▸ RECORD EXTRACTS
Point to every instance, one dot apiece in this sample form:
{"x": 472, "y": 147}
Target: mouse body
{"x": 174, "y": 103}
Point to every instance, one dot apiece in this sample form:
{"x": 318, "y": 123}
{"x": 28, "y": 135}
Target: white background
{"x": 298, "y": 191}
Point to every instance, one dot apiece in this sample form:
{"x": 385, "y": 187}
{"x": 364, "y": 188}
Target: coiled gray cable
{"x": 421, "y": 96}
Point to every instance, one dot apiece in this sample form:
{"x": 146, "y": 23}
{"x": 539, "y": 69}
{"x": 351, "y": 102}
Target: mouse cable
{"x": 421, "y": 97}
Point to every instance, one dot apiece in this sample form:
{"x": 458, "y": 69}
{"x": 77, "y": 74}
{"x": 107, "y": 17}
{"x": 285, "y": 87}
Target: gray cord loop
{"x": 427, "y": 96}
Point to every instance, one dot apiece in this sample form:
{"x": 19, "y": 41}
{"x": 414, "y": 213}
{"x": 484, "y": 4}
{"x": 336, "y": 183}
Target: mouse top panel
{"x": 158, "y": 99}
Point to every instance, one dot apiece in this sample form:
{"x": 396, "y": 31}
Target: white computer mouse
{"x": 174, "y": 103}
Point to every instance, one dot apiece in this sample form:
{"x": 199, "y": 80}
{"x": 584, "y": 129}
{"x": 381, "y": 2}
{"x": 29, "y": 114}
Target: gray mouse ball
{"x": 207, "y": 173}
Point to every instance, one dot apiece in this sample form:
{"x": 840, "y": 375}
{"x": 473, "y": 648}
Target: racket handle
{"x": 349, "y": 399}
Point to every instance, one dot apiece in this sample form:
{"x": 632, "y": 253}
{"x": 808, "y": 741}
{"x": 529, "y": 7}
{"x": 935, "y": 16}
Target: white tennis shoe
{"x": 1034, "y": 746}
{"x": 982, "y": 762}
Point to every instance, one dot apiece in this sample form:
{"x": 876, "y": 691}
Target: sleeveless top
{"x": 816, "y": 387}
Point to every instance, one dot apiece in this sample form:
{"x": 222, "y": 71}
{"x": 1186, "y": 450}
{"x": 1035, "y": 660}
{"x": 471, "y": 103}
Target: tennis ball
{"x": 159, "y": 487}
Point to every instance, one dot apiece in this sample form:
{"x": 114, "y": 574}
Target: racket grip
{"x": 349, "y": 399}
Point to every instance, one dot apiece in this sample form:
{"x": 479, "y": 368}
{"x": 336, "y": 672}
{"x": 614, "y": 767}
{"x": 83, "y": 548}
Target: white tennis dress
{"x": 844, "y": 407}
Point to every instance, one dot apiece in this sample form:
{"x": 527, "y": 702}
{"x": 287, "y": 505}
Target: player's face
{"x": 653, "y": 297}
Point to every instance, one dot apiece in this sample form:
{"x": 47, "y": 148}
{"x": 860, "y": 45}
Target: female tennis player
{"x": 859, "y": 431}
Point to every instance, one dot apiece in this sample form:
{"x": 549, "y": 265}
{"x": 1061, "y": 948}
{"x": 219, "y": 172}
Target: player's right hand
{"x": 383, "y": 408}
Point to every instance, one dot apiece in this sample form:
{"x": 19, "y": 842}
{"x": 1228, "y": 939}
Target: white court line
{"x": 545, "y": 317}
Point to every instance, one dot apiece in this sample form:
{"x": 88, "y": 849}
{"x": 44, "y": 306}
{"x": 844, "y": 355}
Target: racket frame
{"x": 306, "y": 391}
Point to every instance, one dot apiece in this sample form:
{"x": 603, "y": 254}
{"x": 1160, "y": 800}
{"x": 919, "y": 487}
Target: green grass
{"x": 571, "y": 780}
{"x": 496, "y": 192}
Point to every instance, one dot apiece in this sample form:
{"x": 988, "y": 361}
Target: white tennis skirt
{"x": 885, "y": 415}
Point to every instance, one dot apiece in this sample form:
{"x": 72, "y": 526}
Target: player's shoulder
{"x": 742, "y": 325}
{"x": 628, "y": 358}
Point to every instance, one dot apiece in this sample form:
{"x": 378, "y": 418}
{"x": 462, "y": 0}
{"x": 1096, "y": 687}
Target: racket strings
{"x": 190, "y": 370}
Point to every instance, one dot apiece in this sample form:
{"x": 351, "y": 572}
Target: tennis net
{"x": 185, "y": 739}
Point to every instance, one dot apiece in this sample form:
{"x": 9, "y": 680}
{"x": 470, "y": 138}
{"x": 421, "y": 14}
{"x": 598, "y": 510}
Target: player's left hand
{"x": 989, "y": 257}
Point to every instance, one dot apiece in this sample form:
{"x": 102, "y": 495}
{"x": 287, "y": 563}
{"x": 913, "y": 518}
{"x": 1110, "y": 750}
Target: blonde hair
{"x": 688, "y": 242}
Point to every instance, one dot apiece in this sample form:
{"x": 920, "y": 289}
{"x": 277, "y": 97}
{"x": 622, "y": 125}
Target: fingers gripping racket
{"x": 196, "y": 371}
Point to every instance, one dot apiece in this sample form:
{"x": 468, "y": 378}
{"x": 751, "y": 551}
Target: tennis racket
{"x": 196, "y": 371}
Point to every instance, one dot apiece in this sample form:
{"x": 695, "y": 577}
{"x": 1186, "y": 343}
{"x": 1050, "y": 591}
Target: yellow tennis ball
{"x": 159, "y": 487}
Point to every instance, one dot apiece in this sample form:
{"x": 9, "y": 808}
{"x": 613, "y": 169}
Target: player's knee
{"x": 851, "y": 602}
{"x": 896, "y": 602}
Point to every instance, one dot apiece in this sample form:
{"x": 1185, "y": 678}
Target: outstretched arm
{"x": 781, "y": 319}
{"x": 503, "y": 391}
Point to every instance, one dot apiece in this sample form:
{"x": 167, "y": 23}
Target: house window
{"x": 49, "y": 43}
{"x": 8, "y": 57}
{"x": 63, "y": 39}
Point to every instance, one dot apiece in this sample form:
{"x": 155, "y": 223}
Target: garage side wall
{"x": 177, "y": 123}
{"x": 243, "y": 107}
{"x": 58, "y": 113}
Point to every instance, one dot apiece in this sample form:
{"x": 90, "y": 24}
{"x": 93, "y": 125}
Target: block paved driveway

▸ REQUIREMENTS
Pull out every line of the records that holds the word "player" and copy it as it stands.

▸ EXERCISE SOLUTION
Target: player's face
Target: female tennis player
Target: player's right hand
Target: player's shoulder
Target: player's left hand
Target: player's knee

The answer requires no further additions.